- TASK:
In the listing that follows, the lines starting at the one containing "line as [98,15]." and ending at the one containing "line as [185,16]." are to be returned exactly, both boundary lines included, and no others.
Start of Block
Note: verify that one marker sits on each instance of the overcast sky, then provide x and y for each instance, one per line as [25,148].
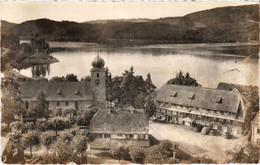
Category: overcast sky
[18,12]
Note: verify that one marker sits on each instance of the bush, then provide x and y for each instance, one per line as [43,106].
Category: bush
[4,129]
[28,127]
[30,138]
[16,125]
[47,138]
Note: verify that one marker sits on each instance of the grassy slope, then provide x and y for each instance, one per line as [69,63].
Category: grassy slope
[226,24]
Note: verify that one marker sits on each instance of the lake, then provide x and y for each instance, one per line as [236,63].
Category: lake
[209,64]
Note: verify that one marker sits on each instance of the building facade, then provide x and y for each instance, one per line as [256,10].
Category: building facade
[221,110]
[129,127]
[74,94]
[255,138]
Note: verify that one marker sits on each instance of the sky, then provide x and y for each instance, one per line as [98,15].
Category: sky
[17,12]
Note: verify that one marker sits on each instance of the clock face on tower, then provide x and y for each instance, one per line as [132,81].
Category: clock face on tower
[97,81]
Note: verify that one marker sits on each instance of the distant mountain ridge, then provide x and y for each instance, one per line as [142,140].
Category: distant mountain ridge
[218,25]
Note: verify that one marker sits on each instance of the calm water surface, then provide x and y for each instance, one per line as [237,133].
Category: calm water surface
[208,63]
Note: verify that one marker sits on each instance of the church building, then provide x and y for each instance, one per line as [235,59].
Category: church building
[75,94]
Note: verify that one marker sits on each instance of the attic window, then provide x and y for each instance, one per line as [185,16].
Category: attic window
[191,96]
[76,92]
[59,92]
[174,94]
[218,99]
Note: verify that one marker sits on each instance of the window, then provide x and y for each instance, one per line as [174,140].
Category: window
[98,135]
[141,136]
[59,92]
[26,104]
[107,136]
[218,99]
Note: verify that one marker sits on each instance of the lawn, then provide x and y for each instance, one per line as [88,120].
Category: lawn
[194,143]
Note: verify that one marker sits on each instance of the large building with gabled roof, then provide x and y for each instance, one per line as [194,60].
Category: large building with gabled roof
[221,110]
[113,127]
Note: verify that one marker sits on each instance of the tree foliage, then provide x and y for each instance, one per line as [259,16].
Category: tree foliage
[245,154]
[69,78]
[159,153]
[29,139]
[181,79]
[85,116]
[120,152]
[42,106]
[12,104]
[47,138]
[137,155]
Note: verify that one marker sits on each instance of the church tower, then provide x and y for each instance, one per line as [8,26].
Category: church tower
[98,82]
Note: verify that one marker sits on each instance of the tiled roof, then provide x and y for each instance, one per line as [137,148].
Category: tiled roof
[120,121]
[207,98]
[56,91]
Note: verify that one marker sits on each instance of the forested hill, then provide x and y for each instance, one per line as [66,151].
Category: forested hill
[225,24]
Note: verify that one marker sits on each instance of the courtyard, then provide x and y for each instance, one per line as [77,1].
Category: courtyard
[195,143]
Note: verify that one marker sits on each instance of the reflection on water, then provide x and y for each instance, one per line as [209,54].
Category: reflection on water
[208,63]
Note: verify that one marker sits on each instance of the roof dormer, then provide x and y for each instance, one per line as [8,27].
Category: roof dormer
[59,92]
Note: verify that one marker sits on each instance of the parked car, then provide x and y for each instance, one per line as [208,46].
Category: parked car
End of Block
- EXPECTED ANSWER:
Note: verify that one marker sits on each instance of the sky, then provide x and y for each instance, one per line as [98,15].
Category: sky
[17,12]
Note: verify that one marker sits on each instance of the clock face on tower, then provide x and y for each instance, one per line as [132,81].
Category: clock face on tower
[97,81]
Note: verify that one marker sits on each instance of the distant mountain ridge, then provide x and y for each instance, one per line as [142,140].
Category: distant mountain ridge
[218,25]
Note: verify that one marker sits on each instance of the calm water surface, then provide x and y for each instance, one per line as [237,133].
Category: calm water surface
[208,63]
Note: verify that one marker sits on each instance of the church building, then provide x and y for each instance, one per line as [235,59].
Category: church building
[75,94]
Note: verify that one marker sits on each instance of the attic window, then provide x and y for each instance, one per line as [185,16].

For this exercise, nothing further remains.